··· Material for this exercise
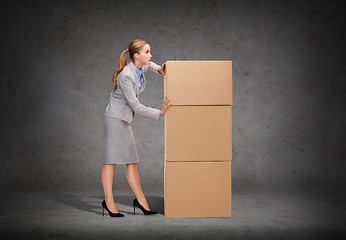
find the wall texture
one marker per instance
(56, 70)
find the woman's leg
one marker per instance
(107, 182)
(133, 179)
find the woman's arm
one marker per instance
(127, 85)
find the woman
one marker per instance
(128, 82)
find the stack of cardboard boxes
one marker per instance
(198, 140)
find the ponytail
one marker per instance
(120, 66)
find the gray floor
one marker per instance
(71, 215)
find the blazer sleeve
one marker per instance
(151, 67)
(127, 86)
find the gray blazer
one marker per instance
(123, 102)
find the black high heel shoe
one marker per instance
(146, 212)
(104, 206)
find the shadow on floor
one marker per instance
(92, 203)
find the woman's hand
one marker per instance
(162, 68)
(165, 105)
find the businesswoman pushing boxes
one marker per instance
(120, 147)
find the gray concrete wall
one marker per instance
(288, 80)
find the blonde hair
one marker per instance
(134, 47)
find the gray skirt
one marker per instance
(120, 145)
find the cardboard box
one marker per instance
(198, 133)
(197, 189)
(199, 82)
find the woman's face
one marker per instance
(144, 55)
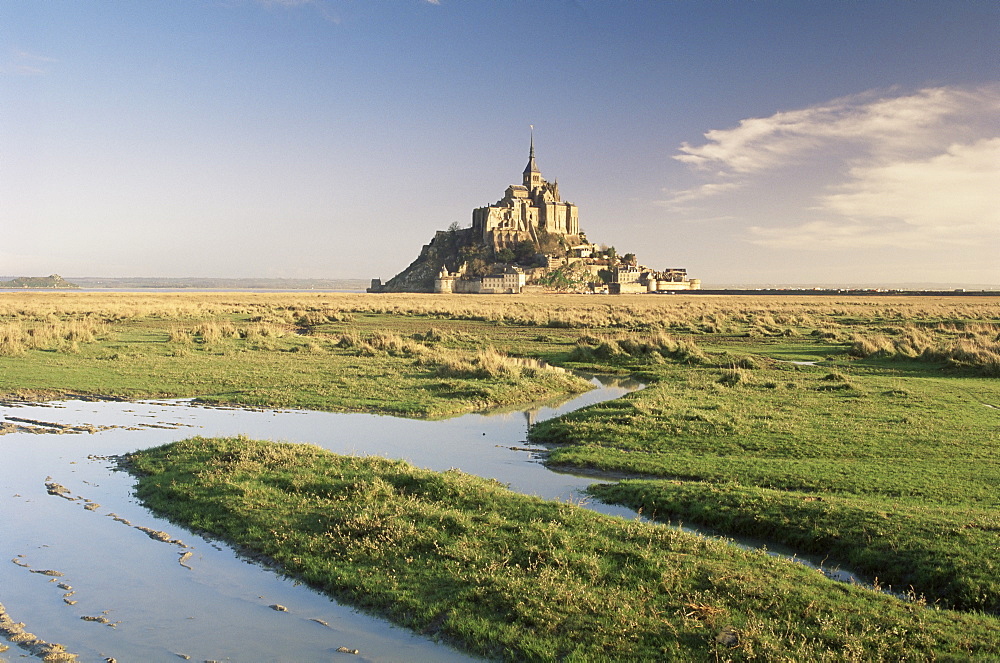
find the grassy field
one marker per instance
(517, 578)
(864, 430)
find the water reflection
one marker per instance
(213, 606)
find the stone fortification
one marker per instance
(529, 238)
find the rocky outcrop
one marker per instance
(446, 249)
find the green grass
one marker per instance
(890, 468)
(883, 457)
(518, 578)
(231, 360)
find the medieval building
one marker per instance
(530, 240)
(526, 211)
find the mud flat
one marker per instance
(131, 586)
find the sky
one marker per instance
(752, 143)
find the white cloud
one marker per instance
(879, 126)
(909, 171)
(24, 63)
(678, 198)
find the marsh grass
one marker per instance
(901, 427)
(516, 578)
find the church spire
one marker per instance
(532, 176)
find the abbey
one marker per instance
(530, 240)
(526, 211)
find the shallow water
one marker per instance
(214, 606)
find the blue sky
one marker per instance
(751, 142)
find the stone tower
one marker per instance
(532, 176)
(527, 212)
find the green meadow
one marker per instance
(861, 430)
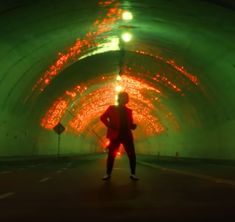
······
■ **Description of the task**
Pull out each line from the rows above that contains the string "boxes", and copy every such line unchanged.

■ **Solution to this exercise**
find the stack of cardboard boxes
find the businesswoman pushing boxes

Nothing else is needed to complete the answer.